Directive: Can you give back only the lines of the material between the one holding "Here's a bet: you won't be able to pinpoint the snow" and the one holding "356 259 384 288", inclusive, substituting "locate" for "pinpoint" and keeping everything else unchanged?

★ ★ ★ ★

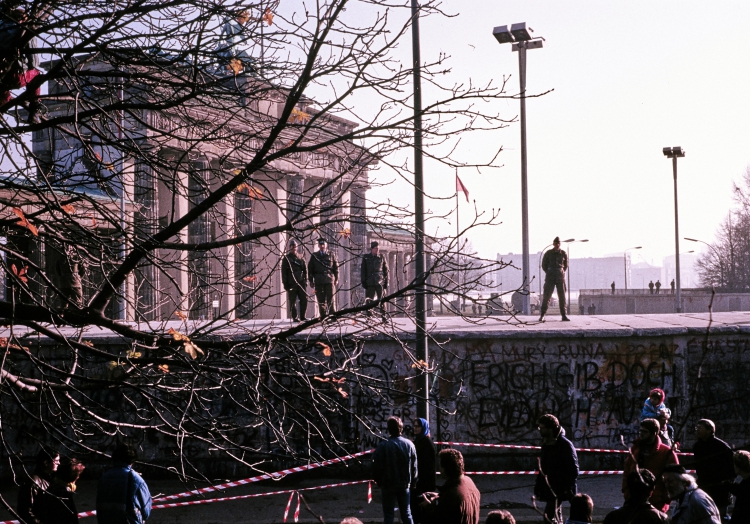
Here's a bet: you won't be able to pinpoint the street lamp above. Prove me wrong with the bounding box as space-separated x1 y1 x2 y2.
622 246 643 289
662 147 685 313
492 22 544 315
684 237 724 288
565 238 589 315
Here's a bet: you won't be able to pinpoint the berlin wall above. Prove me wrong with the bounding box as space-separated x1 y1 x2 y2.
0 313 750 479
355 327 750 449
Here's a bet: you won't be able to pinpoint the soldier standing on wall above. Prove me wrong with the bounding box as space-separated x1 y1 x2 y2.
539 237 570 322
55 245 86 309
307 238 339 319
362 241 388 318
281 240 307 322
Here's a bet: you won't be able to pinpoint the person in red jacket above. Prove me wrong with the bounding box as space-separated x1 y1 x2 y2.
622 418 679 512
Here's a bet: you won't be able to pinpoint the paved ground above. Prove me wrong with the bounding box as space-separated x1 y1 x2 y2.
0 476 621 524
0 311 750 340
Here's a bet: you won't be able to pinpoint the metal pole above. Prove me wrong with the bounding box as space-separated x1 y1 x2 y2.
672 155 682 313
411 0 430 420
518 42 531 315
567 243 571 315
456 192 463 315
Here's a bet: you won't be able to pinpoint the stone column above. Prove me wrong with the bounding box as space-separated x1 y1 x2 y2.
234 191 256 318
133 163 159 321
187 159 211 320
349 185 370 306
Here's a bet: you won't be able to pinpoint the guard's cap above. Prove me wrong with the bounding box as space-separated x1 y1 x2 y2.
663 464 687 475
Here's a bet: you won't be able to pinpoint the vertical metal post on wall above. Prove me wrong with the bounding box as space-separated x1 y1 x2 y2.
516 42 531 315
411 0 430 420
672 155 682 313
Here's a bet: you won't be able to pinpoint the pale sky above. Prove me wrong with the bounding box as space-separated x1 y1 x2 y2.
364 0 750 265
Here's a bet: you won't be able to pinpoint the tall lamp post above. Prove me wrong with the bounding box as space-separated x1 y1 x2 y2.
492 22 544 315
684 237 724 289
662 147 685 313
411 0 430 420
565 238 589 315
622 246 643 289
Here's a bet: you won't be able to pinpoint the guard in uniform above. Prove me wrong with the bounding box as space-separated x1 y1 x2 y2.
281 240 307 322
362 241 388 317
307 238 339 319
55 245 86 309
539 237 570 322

★ ★ ★ ★

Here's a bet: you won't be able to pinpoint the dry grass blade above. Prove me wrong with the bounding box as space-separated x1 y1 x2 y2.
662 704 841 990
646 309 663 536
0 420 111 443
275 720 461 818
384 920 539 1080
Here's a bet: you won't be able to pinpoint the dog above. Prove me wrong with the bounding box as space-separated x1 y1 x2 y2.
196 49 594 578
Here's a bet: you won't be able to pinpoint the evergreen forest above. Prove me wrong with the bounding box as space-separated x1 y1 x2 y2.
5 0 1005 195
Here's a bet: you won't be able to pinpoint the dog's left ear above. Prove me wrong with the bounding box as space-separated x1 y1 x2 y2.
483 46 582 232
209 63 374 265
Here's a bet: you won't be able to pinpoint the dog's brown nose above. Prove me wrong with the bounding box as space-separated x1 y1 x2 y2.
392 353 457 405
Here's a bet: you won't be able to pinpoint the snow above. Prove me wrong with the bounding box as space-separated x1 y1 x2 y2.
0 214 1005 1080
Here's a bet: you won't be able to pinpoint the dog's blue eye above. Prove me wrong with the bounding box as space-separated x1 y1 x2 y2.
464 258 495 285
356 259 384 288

★ ★ ★ ★

Correct answer:
Here's a bet: you won't be able to locate the snow above. Prove me wrong with the bounding box as space-separated x1 y1 x2 y2.
0 214 1005 1080
Here's a bet: you won't be able to locate the dog's blue eye above. Prove me wrong with the bounding box as space-separated x1 y1 x2 y2.
464 258 495 285
356 259 384 288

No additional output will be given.